What needs to be done – The data below is to be returned in full and exactly.

■ ■ ■

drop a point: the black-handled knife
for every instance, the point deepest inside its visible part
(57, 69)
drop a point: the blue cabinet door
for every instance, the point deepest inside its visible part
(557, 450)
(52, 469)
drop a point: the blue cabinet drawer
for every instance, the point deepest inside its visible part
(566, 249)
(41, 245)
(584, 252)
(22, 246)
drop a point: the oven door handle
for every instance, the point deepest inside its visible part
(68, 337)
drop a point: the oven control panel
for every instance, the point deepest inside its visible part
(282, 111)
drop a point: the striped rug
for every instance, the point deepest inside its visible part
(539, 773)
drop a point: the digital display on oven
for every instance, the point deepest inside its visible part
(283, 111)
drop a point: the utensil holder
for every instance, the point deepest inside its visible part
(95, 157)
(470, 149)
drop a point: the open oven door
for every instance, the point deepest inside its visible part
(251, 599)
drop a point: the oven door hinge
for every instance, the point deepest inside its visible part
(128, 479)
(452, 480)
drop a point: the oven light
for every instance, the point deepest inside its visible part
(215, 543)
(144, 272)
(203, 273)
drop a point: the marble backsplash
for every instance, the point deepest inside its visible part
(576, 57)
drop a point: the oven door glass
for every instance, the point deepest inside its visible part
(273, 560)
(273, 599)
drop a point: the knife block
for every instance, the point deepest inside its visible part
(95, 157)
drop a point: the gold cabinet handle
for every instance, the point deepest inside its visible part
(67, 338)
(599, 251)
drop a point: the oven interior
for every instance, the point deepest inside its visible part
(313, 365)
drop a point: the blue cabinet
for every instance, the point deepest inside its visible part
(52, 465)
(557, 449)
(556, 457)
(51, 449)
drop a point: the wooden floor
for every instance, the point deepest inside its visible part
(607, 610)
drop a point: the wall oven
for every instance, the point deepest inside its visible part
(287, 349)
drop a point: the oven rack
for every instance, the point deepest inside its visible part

■ ■ ■

Task output –
drop a point: the black-handled knife
for every instance, the point deepest inside its visible part
(57, 69)
drop a point: the blue cabinet door
for every instance, the point deepest inside its visible part
(557, 450)
(52, 469)
drop a point: the blue cabinet drawer
for every instance, the point deepest inside its visible part
(566, 249)
(41, 245)
(584, 252)
(22, 246)
drop a point: the oven door handle
for every instance, the point deepest inside its visible part
(68, 337)
drop a point: the oven control panel
for every instance, the point deepest inside its visible part
(282, 111)
drop a point: the striped rug
for every instance, the point deepest inside its visible part
(539, 773)
drop a point: the digital display on oven
for every instance, the point deepest inside its visible part
(283, 111)
drop a point: the utensil holder
for every instance, the point deepest inside its visible part
(95, 157)
(470, 149)
drop a point: the open oven door
for every instance, the point deepest inside its visible part
(251, 599)
drop a point: the oven door hinge
for every instance, the point deepest inside its visible part
(128, 479)
(452, 480)
drop a point: the oven light
for every instance, the point deepest inside its visible part
(215, 543)
(144, 272)
(203, 273)
drop a point: the marble backsplash
for every instance, the point deepest inside its visible part
(576, 57)
drop a point: the oven door glass
for every instance, the point deepest inside its visible part
(273, 560)
(273, 599)
drop a point: the knife block
for every instance, the point deepest inside its visible part
(95, 157)
drop a point: the gold cabinet handle
for every instance, the point deepest inside its visible part
(67, 338)
(599, 251)
drop a point: the oven interior
for every instance, the point deepest inside its visible part
(313, 365)
drop a point: the blue cabinet
for every instance, the point deepest inside its visible part
(52, 465)
(557, 449)
(556, 457)
(51, 449)
drop a point: the wooden floor
for every instance, the point deepest inside its visible part
(607, 610)
drop a point: the wall oven
for every instance, the point deepest inside its visible part
(287, 349)
drop a point: the oven rack
for every instance, the point deepest inside its visible part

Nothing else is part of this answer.